*** DATA FOR THE TASK ***

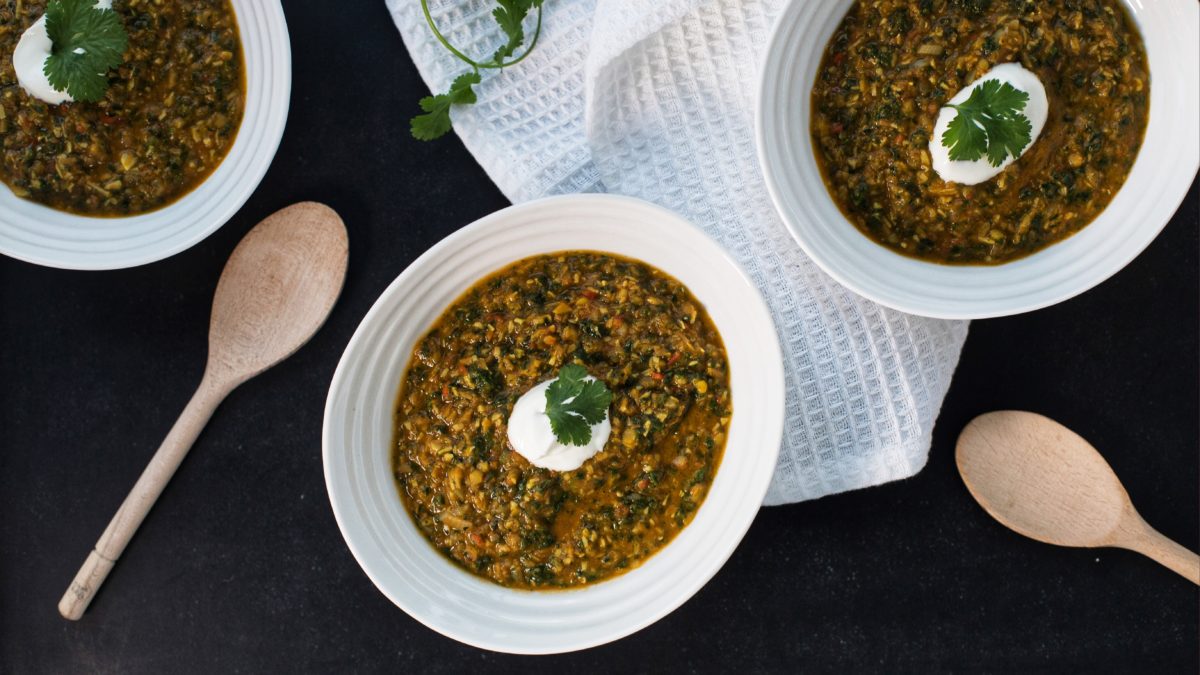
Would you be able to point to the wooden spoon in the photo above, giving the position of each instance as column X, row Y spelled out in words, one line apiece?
column 1045, row 482
column 275, row 292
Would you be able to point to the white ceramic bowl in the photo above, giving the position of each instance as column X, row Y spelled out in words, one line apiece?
column 1159, row 179
column 359, row 417
column 43, row 236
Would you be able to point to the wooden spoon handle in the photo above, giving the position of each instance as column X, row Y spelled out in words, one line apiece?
column 143, row 495
column 1153, row 544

***

WRITTEN REQUEST
Rewrite the material above as a numbered list, one item per line, skipping any blank lines. Leave the pictures out of your answer.

IN RESPONSE
1. Would you be able to point to the wooden spoon in the photo above, giving the position of each instance as column X, row Y spelled out in words, one line apiece?
2. column 1045, row 482
3. column 275, row 292
4. Would you be able to point to the white ceramic bowl in the photo above, giving the position of each instance as column X, row Y spelled out in words, one line apiece?
5. column 1159, row 179
6. column 359, row 417
7. column 43, row 236
8. Would you be able to point to the wooden spoon handle in the photo above, giving the position of each instance as column X, row Y spelled out in words, one line apiece?
9. column 143, row 495
10. column 1153, row 544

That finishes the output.